PROMPT – Give again exactly, and only, the lines between the line holding "small antenna, which" and the end of the listing, both boundary lines included.

GIVEN INFORMATION –
--- --- ---

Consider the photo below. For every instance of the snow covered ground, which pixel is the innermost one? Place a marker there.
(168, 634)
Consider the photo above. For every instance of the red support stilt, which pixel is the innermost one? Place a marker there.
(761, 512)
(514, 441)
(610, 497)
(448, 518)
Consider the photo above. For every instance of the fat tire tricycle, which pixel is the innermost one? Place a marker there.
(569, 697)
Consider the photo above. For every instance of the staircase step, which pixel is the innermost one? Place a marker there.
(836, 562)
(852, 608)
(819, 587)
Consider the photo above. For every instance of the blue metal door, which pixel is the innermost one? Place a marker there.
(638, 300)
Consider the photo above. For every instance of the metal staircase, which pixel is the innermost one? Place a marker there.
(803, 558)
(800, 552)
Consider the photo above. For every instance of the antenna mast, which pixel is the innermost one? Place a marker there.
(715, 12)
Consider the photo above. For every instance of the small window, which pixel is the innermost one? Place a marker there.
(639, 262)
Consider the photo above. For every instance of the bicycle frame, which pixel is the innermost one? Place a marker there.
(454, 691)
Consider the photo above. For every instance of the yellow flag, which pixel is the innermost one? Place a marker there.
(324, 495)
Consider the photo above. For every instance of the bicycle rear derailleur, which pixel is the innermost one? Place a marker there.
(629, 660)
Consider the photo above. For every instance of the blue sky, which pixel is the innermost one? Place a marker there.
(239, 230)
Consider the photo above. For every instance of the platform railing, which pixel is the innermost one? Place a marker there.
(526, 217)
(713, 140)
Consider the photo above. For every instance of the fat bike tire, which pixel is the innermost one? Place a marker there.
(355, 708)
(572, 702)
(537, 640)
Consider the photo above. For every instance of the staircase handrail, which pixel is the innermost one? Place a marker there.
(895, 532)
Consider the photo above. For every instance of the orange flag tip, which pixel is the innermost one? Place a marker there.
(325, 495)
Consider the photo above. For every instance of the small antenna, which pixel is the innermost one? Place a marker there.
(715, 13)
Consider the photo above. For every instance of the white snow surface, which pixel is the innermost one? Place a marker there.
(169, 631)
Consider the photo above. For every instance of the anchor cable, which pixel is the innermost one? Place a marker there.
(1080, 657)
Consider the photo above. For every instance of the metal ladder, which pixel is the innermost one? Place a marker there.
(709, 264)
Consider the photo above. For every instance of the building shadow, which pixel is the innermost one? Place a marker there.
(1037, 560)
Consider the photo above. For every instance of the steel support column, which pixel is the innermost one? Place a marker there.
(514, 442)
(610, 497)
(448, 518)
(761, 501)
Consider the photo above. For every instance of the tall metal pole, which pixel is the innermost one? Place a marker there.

--- --- ---

SOLUTION TO THIS EXERCISE –
Consider the photo above. For every instance of the small antenna, which pixel is the innermost one? Place a marker there.
(715, 13)
Consider the photo above. For every instance of the white snow surface, which pixel is the innermost one? Place a marker there.
(169, 631)
Consider the photo above. For every instance of the anchor cable, which pixel is the innermost one? Place a marker there.
(1080, 657)
Consider the photo above. For every instance of the metal ladder, which pixel is the innermost one? Place a marker there.
(709, 264)
Consider the photo above. For every instance of the building shadow, which pixel is the innermost one? Place a marker there.
(1037, 560)
Consider the photo above. For every instance of the steel support column, which pixel is the innermost one? Place a marker there.
(514, 442)
(610, 497)
(448, 518)
(761, 501)
Consider the photo above. For every instance of the tall metal pole, which pixel is the innermost one? Place a marker there.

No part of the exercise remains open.